### Text to read
# # # # #

Concise, critical reviews of books, exhibitions, and projects in all areas and periods of art history and visual studies
August 7, 2014
Pat Kirkham and Susan Weber, eds. History of Design: Decorative Arts and Material Culture, 1400‒2000 Bard Graduate Center for Studies in the Decorative Arts, Design and Culture.. New Haven and New York: Yale University Press in association with Bard Graduate Center, 2013. 712 pp.; 760 color ills. Cloth $80.00 (9780300196146)

Ambitious and far-reaching, History of Design offers an introductory global history of decorative arts, material culture, and design over the course of six centuries and is the fruit of nearly a decade’s worth of coordination on the part of editors Pat Kirkham and Susan Weber, with contributions from twenty-six listed authors. Envisioned as a textbook, its six chapters are clearly arranged in four chronological sections and six geo-cultural areas (currently omitting Australia/Oceania, which the editors note is planned for future editions). Color codes allow readers to pursue the story of individual cultures, skipping others, but the aim of producing an interwoven globe is everywhere effectively underscored. If a “global art history” has become a rule of thumb for survey courses in many history of art and architecture departments, the ease with which these authors demonstrate a convincing overlap at the level of material culture is enviable. On the whole, asides devoted to individual makers or practices (as often appear in such surveys) are avoided in favor of a fast-paced but easily read text. There are no footnotes, though there is a bibliography for further reading organized per section at the end of the volume. At least half of the book’s 712 pages are given over to high-quality color images, providing as much a visual as textual history.

# # # # #

### Required work
Finish out the review of the History of Design textbook by writing its next part, starting after its final sentence. The entries that come next are separate material and have nothing to do with the review.

### Records provided
# # # # #

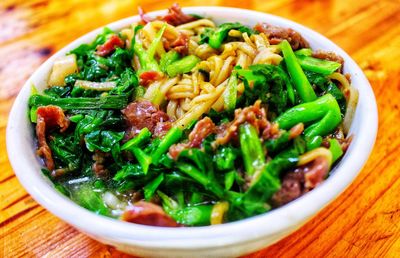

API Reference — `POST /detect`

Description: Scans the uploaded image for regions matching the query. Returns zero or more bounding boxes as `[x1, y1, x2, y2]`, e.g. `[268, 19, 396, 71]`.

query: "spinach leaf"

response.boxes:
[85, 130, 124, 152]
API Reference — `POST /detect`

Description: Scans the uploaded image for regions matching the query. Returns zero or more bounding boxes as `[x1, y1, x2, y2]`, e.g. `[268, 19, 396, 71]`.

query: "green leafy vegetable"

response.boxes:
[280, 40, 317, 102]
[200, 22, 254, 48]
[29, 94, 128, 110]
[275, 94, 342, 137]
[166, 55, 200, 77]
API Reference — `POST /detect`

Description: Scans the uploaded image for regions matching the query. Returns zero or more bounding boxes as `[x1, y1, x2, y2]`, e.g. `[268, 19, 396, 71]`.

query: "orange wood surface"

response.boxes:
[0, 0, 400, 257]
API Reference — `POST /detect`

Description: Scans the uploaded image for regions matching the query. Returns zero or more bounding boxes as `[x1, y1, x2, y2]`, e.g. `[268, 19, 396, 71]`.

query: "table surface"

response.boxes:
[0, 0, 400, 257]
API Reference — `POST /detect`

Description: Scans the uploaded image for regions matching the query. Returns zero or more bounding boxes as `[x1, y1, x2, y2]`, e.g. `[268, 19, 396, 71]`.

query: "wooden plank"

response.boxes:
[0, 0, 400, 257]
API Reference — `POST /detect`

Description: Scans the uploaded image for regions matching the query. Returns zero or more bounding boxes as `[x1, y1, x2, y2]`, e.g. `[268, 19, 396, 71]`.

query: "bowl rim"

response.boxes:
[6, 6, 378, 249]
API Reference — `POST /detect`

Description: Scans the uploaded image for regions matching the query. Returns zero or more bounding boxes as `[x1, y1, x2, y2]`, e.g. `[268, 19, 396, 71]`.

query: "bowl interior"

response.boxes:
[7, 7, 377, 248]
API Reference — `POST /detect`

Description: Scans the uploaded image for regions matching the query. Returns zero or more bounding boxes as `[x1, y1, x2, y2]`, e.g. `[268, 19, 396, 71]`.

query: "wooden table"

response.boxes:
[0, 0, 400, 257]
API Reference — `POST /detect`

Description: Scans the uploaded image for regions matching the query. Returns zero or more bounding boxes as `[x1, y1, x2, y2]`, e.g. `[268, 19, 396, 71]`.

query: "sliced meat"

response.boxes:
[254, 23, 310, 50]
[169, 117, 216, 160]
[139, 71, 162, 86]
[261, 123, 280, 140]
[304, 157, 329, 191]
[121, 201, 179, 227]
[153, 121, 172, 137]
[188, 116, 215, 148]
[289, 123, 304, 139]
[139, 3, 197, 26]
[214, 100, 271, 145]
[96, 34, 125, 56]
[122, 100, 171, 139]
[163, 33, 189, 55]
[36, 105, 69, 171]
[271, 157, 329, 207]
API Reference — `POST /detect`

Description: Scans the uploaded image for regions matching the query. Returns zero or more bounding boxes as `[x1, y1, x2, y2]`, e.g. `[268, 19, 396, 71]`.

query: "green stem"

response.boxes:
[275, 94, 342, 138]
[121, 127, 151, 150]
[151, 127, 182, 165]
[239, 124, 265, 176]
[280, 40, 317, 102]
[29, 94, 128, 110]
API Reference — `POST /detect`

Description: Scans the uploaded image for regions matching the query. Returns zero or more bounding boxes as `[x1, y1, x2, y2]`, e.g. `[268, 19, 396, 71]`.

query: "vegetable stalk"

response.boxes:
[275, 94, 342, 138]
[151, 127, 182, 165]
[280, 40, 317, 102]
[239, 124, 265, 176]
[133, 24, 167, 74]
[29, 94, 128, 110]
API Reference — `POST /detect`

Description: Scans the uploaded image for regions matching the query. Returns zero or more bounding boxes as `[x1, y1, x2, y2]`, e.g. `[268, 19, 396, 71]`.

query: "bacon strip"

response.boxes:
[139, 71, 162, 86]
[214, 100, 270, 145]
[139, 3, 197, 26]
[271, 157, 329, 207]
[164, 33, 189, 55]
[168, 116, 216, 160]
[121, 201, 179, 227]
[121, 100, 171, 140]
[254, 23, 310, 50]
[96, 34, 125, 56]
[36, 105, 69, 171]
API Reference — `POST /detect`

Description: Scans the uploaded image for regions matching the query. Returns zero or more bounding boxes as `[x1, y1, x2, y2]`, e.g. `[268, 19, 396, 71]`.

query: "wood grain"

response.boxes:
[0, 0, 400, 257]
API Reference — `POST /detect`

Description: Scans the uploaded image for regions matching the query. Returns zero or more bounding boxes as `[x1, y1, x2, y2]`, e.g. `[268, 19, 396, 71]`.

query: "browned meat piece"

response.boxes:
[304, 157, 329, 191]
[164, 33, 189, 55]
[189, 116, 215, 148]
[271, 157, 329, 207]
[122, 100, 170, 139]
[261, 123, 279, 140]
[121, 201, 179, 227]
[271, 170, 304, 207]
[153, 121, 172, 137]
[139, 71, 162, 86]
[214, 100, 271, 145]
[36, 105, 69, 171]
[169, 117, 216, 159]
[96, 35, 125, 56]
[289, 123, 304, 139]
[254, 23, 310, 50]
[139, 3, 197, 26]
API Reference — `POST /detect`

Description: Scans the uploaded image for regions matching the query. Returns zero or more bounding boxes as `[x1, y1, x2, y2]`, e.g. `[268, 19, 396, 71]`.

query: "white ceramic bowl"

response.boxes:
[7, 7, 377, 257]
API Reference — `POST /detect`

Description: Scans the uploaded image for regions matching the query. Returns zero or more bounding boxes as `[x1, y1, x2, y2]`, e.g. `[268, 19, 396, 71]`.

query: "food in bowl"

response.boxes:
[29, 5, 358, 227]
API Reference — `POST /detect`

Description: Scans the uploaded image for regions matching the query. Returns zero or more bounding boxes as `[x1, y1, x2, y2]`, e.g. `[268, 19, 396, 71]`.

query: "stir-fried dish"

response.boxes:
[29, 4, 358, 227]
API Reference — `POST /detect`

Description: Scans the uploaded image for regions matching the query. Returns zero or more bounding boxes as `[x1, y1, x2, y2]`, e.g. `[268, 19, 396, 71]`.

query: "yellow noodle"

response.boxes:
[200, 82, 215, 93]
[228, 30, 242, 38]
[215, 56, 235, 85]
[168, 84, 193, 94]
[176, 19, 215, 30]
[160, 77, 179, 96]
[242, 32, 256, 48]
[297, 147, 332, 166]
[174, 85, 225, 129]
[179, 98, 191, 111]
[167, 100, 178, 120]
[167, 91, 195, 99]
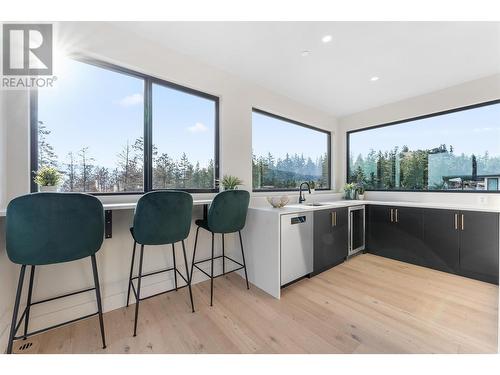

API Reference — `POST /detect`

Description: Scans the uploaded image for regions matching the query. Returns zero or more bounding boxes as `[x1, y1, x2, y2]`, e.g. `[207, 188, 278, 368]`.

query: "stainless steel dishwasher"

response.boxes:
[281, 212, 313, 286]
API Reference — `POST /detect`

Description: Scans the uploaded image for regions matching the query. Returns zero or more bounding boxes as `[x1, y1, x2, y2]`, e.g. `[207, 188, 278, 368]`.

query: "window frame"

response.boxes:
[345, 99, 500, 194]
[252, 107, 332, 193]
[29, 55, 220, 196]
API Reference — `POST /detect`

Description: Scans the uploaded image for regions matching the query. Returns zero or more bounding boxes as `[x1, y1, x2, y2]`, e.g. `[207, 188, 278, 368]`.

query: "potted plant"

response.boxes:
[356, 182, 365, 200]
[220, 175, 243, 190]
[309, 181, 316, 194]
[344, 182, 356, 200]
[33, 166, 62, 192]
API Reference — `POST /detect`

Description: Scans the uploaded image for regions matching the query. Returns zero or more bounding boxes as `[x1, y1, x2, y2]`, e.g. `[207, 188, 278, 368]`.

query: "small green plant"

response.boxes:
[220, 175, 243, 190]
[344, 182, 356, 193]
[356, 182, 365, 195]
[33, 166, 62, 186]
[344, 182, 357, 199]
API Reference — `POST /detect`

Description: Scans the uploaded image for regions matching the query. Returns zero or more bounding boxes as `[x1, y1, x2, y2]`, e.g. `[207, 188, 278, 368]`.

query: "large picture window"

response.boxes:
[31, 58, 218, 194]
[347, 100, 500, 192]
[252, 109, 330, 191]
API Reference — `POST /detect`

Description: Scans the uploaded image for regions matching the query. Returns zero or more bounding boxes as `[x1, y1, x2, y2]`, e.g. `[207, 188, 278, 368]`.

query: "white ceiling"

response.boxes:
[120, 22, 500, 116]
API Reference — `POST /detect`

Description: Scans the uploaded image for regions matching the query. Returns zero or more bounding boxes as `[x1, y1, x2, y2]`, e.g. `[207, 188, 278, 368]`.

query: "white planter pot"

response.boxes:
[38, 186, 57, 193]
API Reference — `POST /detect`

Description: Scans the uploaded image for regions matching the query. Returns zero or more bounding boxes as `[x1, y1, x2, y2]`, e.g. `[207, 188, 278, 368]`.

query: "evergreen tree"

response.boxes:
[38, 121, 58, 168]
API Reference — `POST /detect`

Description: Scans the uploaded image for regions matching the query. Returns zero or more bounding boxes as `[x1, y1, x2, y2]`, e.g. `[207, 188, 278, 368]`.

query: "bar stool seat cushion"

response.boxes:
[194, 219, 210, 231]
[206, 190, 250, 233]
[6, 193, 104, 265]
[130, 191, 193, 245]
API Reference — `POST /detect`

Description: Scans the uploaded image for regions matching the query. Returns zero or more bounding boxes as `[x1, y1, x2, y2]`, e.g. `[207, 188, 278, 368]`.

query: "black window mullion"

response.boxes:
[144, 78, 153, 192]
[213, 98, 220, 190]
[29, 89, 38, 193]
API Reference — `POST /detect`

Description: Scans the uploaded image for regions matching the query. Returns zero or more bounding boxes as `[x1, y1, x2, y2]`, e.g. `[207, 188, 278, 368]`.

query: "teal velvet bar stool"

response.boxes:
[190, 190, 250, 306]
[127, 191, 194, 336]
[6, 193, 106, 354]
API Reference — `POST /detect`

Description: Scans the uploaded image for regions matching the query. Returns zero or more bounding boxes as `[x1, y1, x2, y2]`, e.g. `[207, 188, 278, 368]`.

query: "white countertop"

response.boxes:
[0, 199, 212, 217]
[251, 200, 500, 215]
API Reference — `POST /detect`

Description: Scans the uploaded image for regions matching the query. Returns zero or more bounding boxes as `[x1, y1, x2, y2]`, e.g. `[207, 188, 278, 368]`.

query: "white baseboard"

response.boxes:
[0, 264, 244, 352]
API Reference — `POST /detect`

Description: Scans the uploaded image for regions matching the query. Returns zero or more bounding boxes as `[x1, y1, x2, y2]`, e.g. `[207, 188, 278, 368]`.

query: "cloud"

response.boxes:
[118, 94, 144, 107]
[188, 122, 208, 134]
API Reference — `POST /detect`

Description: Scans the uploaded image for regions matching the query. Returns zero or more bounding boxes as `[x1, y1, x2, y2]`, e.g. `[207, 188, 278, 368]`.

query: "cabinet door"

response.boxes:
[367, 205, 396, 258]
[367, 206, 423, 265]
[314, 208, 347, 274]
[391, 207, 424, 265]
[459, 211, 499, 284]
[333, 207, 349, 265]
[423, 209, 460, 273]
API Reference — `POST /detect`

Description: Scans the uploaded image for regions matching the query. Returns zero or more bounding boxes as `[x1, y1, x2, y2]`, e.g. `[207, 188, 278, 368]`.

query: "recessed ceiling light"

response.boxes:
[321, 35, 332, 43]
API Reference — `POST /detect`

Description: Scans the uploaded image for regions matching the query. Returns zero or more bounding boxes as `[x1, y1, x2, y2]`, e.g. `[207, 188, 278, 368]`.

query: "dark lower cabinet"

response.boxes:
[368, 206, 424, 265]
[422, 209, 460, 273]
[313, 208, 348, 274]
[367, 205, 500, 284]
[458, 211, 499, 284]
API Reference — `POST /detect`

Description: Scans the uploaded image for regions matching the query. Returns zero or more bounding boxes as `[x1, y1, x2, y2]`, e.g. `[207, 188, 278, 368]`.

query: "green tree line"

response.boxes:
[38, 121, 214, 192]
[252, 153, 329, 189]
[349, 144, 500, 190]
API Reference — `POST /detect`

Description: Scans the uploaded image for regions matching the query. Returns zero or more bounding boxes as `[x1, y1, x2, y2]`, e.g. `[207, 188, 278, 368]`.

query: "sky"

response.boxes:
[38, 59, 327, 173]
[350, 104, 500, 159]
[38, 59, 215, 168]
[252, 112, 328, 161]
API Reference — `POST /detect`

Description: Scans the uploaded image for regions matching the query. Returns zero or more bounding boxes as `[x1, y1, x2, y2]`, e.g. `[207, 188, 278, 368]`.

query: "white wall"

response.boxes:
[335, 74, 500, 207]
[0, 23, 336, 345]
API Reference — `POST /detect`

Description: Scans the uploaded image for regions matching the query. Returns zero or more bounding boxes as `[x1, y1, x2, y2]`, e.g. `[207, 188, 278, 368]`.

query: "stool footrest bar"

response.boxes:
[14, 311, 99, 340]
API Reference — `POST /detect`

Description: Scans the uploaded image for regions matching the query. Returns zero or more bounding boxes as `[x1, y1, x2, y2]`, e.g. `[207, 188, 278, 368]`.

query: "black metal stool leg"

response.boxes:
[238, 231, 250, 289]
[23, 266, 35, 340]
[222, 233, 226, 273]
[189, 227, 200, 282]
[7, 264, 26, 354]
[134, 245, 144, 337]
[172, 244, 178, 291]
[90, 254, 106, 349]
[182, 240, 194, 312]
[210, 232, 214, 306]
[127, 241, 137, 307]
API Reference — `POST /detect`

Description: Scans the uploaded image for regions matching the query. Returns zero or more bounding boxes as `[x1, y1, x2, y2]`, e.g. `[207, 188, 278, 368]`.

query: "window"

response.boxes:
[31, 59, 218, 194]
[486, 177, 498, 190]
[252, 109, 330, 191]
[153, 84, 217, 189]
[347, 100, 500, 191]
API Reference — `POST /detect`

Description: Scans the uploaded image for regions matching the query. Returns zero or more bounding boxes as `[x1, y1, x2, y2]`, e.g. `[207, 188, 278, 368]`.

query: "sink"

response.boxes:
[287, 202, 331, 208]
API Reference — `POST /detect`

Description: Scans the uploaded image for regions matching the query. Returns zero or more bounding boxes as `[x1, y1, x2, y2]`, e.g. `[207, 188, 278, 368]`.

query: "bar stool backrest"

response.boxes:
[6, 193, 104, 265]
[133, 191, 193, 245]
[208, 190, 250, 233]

# # # # #

### Expected answer
It is impossible critically to review this book without declaring outright, as its editors do, its direct relationship to the Bard Graduate Center (BGC) that was founded by Weber with personal funds in 1993 and where she remains director and Iris Horowitz Professor. Her clearly stated aim has been to bring the decorative arts and design into the realm of serious graduate study on par with the history of art and architecture. While the study of decorative arts and design is found increasingly in a range of university departments, there can be little doubt that the necessary faculty expertise and basic pedagogical tools for this shift remain lacking in most institutions. Notably for this current project, the exception is often found in non-Western or American art departments where oil, canvas, marble, and bronze are consistently less privileged. The director’s foreword and editors’ acknowledgments and introduction both rightly and pragmatically declare the need for such a textbook if the decorative arts and design are going to be more broadly incorporated into academia (particularly into undergraduate curricula) while perhaps also inevitably veering toward sounding like promotions for the BGC, where many of the contributing authors are instructors. But as with the sudden appearance of BGC itself in 1993 with its pioneering program, public symposia, and exhibitions (and collaborations with leading museums, including the Metropolitan Museum of Art, Frick Collection, and Victoria and Albert Museum), there can be little doubt that the contribution of History of Design is of overwhelming benefit to scholarship and another step in effecting the large-scale change Weber set out to make. Anyone who has attempted to create a syllabus on the decorative arts will appreciate how difficult it is to translate the enormous body of books and articles devoted to minute points on dating, attribution, and quality into a broader narrative with which students can engage productively or one that ties to questions currently asked in higher education.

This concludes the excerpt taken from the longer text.